[Required task] Put the lines below into a Markdown table with the columns No. and Line. Number each row, and skip the blank lines and the picture.
-.-.-
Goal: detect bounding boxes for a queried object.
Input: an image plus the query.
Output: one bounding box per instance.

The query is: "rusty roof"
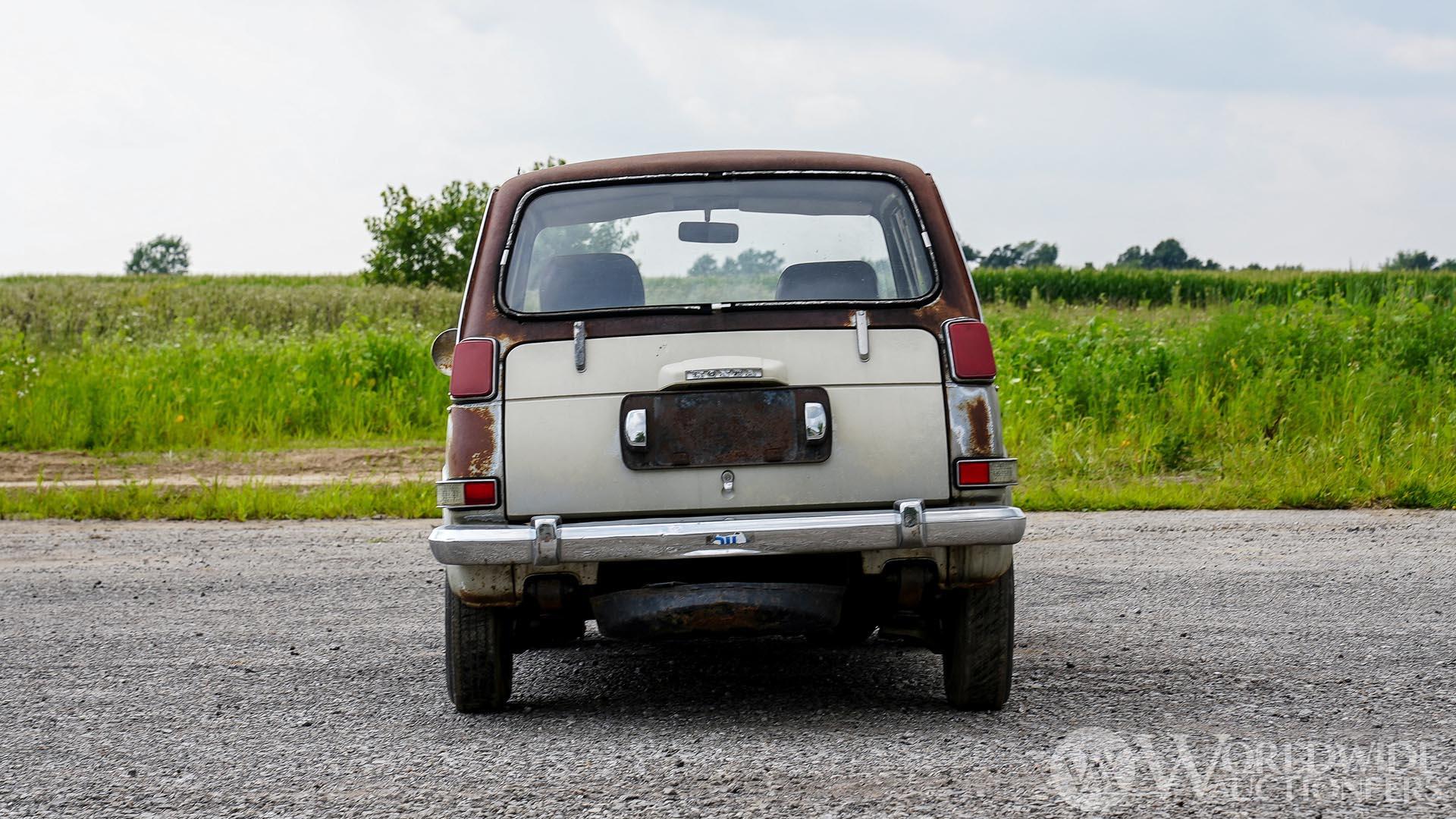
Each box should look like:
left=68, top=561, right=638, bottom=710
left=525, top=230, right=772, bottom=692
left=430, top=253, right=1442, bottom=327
-.-.-
[Solution]
| No. | Line |
|---|---|
| 1 | Goal: detect bounding boxes for a queried object. |
| 2 | Input: an image plus the query. |
| 3 | Output: one bounding box per instance. |
| 4 | The query is: "rusty roof" |
| 5 | Each box should look like: |
| 6 | left=68, top=561, right=638, bottom=710 |
| 7 | left=525, top=230, right=772, bottom=692 |
| 8 | left=430, top=253, right=1442, bottom=327 |